**** Records for the exercise

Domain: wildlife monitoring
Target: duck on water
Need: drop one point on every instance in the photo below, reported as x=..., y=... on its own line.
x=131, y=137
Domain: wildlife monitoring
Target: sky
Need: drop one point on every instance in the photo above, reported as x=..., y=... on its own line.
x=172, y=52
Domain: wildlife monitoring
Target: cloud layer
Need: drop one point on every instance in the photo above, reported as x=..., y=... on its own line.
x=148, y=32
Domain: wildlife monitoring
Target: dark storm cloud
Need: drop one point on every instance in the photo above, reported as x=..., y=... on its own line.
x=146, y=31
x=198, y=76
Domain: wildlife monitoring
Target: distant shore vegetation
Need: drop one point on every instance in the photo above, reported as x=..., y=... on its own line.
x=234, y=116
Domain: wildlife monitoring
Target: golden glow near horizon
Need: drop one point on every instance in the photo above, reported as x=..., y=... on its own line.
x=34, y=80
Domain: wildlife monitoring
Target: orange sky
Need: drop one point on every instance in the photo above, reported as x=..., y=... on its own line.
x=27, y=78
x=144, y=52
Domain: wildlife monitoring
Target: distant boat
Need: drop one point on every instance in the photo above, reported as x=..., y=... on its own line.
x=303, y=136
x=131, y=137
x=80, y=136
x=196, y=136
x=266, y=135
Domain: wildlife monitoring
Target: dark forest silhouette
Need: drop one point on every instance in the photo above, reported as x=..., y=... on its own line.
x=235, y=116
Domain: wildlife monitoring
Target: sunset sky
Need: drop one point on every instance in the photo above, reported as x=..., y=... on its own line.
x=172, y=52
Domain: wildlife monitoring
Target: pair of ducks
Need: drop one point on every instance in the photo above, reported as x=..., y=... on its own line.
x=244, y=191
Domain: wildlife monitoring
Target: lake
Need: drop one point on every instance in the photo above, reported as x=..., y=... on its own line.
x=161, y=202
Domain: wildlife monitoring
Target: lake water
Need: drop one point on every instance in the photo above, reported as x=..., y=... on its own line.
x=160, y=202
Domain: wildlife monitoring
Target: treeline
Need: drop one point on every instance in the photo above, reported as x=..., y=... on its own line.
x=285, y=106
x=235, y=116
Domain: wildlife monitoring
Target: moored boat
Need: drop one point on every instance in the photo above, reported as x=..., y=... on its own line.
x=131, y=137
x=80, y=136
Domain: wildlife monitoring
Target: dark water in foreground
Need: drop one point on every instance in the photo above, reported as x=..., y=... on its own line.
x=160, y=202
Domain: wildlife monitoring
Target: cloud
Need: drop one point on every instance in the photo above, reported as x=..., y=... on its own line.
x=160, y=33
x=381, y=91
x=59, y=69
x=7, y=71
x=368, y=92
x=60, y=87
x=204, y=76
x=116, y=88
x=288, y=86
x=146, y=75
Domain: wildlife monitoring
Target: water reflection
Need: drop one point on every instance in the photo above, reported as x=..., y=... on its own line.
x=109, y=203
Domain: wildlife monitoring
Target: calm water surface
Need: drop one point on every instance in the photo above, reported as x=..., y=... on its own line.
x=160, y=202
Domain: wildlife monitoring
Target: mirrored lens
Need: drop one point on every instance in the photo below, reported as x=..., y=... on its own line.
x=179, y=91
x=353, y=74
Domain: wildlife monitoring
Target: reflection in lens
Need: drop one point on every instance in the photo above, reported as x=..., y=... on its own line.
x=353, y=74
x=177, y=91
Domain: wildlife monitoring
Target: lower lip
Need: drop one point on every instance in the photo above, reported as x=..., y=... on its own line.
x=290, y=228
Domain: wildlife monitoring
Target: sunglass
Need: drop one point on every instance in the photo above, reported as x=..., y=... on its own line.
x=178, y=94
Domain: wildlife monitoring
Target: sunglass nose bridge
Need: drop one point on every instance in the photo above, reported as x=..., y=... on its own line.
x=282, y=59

********

■ Goal
Count the lines in the entries above that contain the word "boat", treating uppercase and lowercase as different. Reply with the number only.

■ Response to this task
2